→ **WHAT YOU WILL DO**
Would you restate all the data that follows, word for word?

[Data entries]
_ _ _ _ _ _ _

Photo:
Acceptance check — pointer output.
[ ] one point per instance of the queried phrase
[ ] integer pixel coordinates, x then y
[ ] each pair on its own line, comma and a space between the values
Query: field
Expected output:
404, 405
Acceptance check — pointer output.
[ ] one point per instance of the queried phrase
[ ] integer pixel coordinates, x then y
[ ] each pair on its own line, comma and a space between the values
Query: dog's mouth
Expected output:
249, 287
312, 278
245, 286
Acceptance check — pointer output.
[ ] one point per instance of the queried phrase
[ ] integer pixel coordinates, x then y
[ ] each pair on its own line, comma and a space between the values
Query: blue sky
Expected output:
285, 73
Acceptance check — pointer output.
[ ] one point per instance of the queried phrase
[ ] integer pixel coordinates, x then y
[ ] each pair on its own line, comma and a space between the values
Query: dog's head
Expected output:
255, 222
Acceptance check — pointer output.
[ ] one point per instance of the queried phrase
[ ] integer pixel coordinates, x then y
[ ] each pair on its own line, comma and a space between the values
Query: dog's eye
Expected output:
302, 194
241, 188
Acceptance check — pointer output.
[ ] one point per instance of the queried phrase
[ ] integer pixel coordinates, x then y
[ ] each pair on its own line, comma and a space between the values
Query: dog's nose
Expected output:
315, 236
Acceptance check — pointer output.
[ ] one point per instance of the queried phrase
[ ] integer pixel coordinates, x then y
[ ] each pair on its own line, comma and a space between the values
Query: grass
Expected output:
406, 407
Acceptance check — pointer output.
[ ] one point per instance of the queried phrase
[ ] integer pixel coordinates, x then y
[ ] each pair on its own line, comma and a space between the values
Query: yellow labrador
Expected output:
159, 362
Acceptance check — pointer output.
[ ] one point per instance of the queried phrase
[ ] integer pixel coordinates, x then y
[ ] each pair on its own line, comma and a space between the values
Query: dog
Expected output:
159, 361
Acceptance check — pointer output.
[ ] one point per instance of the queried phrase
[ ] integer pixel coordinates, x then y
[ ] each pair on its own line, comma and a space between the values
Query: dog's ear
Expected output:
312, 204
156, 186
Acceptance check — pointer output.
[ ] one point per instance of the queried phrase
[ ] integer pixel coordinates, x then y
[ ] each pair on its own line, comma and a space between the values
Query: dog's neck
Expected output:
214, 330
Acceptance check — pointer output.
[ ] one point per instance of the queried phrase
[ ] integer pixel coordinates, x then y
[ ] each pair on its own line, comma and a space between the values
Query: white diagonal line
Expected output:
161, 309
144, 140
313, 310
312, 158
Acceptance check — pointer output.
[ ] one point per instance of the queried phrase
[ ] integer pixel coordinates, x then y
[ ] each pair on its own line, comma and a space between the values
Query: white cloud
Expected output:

_ _ _ _ _ _ _

→ **SOLUTION TO THIS PROBLEM**
Photo:
Acceptance check — pointer output.
[ ] one point per instance of the queried phrase
[ ] integer pixel coordinates, x then y
[ ] each pair on its own line, comma and a space between the values
Query: field
Expected output:
404, 405
Acceptance check — pointer output.
[ ] one point per instance of the queried phrase
[ ] integer pixel coordinates, x then y
[ ] each pair on its own line, comma and a space between the values
Query: dog's mouth
Expected output:
249, 287
312, 278
245, 286
Acceptance check — pointer output.
[ ] one point per instance of the queried phrase
[ ] integer pixel coordinates, x then y
[ ] each pair on its own line, comma and a space between the values
Query: blue sky
Expected output:
285, 73
Acceptance check — pointer output.
[ ] one point per instance of the queried phrase
[ ] integer pixel coordinates, x then y
[ ] each pair on its own line, comma and a space between the values
Query: dog's head
Expected output:
255, 222
Acceptance check — pointer output.
[ ] one point per instance of the queried phrase
[ ] integer pixel coordinates, x then y
[ ] each pair on its own line, comma and a space between the values
Query: dog's eye
Expected output:
302, 194
241, 188
Acceptance check — pointer output.
[ ] one point per instance of the queried phrase
[ ] integer pixel coordinates, x then y
[ ] each pair on its own line, comma and a space between the values
Query: dog's nose
Expected output:
315, 236
Acceptance check — pointer output.
[ ] one point per instance of the queried phrase
[ ] integer pixel coordinates, x then y
[ ] each pair on its own line, comma and a space between the values
Query: grass
Expected output:
406, 407
Acceptance check — pointer output.
[ ] one point per instance of the queried phrase
[ ] integer pixel coordinates, x then y
[ ] each pair on its own line, comma and a space between the values
Query: yellow labrador
Expected output:
159, 362
Acceptance check — pointer output.
[ ] one point per instance of the queried phrase
[ ] integer pixel coordinates, x then y
[ ] each pair on its own line, comma and a space between the values
Query: dog
Expected output:
159, 361
Acceptance check — pointer output.
[ ] one point per instance of the queried phrase
[ ] integer pixel coordinates, x then y
[ ] each pair on its own line, comma and a space between the values
Query: dog's ear
Expected output:
312, 204
156, 186
Acceptance check — pointer output.
[ ] one point per instance of the queried phrase
[ ] integer pixel coordinates, x then y
[ ] each pair on its own line, comma and a space between the values
Query: dog's neck
Expected output:
214, 330
Acceptance check — pointer output.
[ ] one point per instance of the queried phrase
[ ] integer pixel coordinates, x then y
[ ] each pair on its own line, comma and a space between the values
Query: white diagonal line
Expected output:
161, 309
144, 140
313, 310
312, 158
Acceptance check — pointer output.
[ ] one point per instance of the queried phrase
[ ] integer pixel coordinates, x then y
[ ] each pair on its own line, comma and a space between the values
Query: white cloud
Expected output:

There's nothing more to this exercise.